### Natural language region descriptions
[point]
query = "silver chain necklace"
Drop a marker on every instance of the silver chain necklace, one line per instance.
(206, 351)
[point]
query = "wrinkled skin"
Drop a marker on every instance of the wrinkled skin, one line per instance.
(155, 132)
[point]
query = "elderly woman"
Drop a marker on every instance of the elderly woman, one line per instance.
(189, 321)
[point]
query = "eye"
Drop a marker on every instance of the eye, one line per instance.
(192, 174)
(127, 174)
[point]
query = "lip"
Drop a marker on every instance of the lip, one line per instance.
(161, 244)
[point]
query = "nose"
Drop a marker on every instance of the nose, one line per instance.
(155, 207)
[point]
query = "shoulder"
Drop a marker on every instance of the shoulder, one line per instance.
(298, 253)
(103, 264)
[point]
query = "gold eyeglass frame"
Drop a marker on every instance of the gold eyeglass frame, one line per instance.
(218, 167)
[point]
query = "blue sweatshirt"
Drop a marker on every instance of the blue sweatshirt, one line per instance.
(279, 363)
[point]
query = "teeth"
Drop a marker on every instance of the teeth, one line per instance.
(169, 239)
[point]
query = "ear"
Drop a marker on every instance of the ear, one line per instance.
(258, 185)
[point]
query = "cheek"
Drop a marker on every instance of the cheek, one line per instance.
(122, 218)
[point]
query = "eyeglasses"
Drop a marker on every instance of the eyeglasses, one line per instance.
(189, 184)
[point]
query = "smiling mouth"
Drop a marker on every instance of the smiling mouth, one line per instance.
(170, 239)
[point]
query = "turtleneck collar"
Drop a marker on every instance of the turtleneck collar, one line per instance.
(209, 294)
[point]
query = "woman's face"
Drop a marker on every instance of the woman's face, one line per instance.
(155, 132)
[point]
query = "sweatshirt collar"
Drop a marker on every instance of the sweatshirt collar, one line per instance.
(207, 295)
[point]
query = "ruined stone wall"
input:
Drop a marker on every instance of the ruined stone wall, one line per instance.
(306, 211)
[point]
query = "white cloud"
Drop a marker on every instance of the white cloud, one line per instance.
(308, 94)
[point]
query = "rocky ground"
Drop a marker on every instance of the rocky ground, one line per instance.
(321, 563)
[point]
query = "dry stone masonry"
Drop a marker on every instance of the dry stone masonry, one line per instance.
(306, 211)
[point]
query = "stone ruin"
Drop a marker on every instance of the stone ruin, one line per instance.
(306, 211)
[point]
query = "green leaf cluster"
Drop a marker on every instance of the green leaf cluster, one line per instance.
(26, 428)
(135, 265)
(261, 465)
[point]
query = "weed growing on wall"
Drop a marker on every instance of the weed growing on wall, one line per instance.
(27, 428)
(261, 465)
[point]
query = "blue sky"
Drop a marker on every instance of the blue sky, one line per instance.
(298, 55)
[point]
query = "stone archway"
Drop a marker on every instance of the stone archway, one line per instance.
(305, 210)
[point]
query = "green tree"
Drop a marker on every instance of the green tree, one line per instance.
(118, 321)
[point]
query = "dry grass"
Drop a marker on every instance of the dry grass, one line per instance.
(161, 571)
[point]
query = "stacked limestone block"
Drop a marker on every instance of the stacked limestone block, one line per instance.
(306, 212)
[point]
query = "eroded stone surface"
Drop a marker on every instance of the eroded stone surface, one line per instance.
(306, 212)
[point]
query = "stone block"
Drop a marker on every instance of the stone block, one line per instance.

### The task
Would you please print every record exactly as written?

### Written response
[point]
query = "silver chain necklace"
Drop a marker on every instance of the silver chain necklace, one line per instance.
(206, 351)
[point]
query = "wrinkled skin"
Drop a marker on every instance of the wrinkled skin, one line per instance.
(155, 132)
[point]
query = "elderly woman"
Drop a marker on every instance of the elderly woman, one line per instance.
(189, 321)
[point]
query = "eye"
Drop a marker on every instance of the eye, one line per instance.
(192, 174)
(127, 174)
[point]
query = "lip"
Drop a marker on every instance of the lip, one line per instance.
(161, 244)
[point]
query = "nose"
Drop a marker on every instance of the nose, one line per instance.
(155, 207)
[point]
query = "shoulder"
Drop a marker on every instance of the shoulder, one line per instance.
(298, 253)
(103, 264)
[point]
query = "gold eyeglass frame"
Drop a marker on every instance of the gold eyeglass frame, one line per instance.
(218, 167)
[point]
query = "blue sweatshirt"
Drop a marker on every instance of the blue sweatshirt, one line per instance.
(279, 363)
[point]
query = "teeth"
Drop a marker on every instance of the teeth, one line per instance.
(169, 239)
[point]
query = "ear"
Drop a marker on every instance of the ear, one line per instance.
(258, 185)
[point]
query = "cheek"
Drop a marker on every instance of the cheek, one line per instance.
(122, 218)
[point]
query = "eyeglasses"
Drop a marker on every instance of the eyeglasses, one line per instance.
(189, 184)
[point]
query = "smiling mouth"
Drop a marker on every instance of the smiling mouth, one line per instance.
(170, 239)
[point]
query = "turtleneck collar"
Drop a marker on every instance of the turtleneck collar, one line per instance.
(209, 294)
[point]
query = "woman's face"
Drop a marker on every instance of the woman's face, one line per instance.
(155, 132)
[point]
query = "sweatshirt collar"
Drop a marker on every instance of the sweatshirt collar, one line per instance.
(207, 295)
[point]
query = "ruined stone wall"
input:
Drop a marker on every instance of the ruined stone wall, one line per instance.
(306, 211)
[point]
query = "white cloud"
Drop a marker on every instance of the white cloud, one line per instance.
(308, 94)
[point]
query = "rocky ground"
Drop a marker on every instance of the rocky ground, one line per instance.
(321, 563)
[point]
query = "dry stone masonry"
Drop a marker on every instance of the dry stone masonry, one line per instance.
(306, 211)
[point]
query = "stone ruin"
Drop a marker on every instance of the stone ruin, one line per instance.
(306, 211)
[point]
query = "green leaf cluster"
Drop a marker on every instance of the green leaf cluster, one line per instance.
(26, 428)
(135, 265)
(261, 465)
[point]
query = "weed growing on wall"
Drop a marker on every instance of the weed growing on wall, one line per instance.
(27, 428)
(261, 465)
[point]
query = "blue sky"
Drop a marker on every instance of the blue sky, one line per instance.
(298, 55)
[point]
query = "stone archway"
Drop a marker on every instance of the stone archway, one line per instance.
(305, 210)
[point]
query = "green tree"
Drop a marker on every instance of the green tree, one line per instance.
(118, 321)
[point]
query = "dry grass"
Drop a marker on every instance of the dry grass, one line per instance.
(161, 571)
[point]
query = "stacked limestone block"
Drop a marker on every instance of the stacked limestone block, one line per instance.
(306, 212)
[point]
query = "eroded stone surface"
Drop a marker on every instance of the eroded stone surface, one line per instance.
(306, 212)
[point]
query = "stone block"
Drop a marker on every instance of the stone block, one line per instance.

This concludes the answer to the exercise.